Document text >>
Holyoke, Springfield methadone clinics appear to be first in state to provide this level of security for staff, patients
From the Massachusetts Nurse Newsletter
February 2007 Edition
By Evelyn Bain, M Ed, RN, COHN-S
Associate Director/Coordinator, Health & Safety
Workplace violence prevention was an important issue for nurses at Providence Hospital in Holyoke during their 2003 contract negotiations. And their work on the issue paid off.
Their subsequent 2004-2006 contract included a statement supporting a nurse’s right to contact the police if assaulted; a method for reporting and following-up on violence; and a method of weapons detection, removal, storage and disposition. But with two out-patient methadone clinics within the Providence Hospital network, the bargaining unit also advocated for one the U.S. Department of Labor, OSHA, recommendations: utilizing metal detectors as one method of preventing violence in healthcare settings.
As previous articles in the Massachusetts Nurse have noted, the reporting system at this facility is in place and is working well, and nurses have been supported when the need to contact police has arisen. But the latest news out of the bargaining unit about the metal detectors has set a new standard.
The two methadone clinics that are part of the hospital system provide care to 850 to 900 individuals each year, resulting in 300,000 patient visits annually.
Inside the clinics: metal detectors
While the hospital had a policy explaining that patients and visitors should not carry any weapon onto hospital property, weapons had been seen. There were also concerns that weapons might be concealed. No serious incidents have occurred, but as part of the violence prevention program, more accurate measures for weapons detection were clearly indicated.

Dataset content >>
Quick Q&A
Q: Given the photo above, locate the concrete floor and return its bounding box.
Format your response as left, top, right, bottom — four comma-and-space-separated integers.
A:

Things to do >>
**A.** According to the methadone clinic security article, how many patient visits do the two clinics handle each year?
**B.** Pick up the methadone clinic security article where it stops and continue writing it.

Solved problems >>
**A.** 300,000 patient visits annually.

**B.**
In December 2006, metal detectors were installed at these locations and on Jan. 2, the detectors were activated in the two methadone clinics. During the first few days of utilization, the detectors identified a variety of weapons including 31 knives and other potential weapons such as box cutters and screw drivers. Now that the process is routine, weapons are seldom seen.
Denny Glidden, RN and co-chairperson of the MNA bargaining unit at Providence Hospital works in the methadone program at both locations. Glidden recently said that the metal detectors were a “long time coming and a welcome addition to the violence prevention program.” She thanked the MNA and the Violence Prevention Task Force at Providence Hospital for their work on this issue noting, however, that “much has been accomplished and more still more needs to be done.”
Donna Wood RN, BSN and manager of the methadone clinics, said she was proud that they appear to be the first clinic in the state to have accomplished this level of safety for patients and staff. She viewed it as a positive step in the violence prevention program at Providence Hospital. Wood added said that several patients had also recently commented about feeling safer in the clinic with this level of protection installed.
Andrea Fox, RN and the MNA associate director who negotiated the workplace violence prevention language, said that although the hospital initially noted the cost of the metal detectors was high, they did put the items in their budgets and followed through with the measures needed to ensure the safety of the patients and staff
Random calls to numerous methadone clinics across Massachusetts revealed that metal detectors were not installed in any other facility. There was interest and support for the metal detectors as a violence prevention strategy by persons who answered the calls at several of the clinics contacted.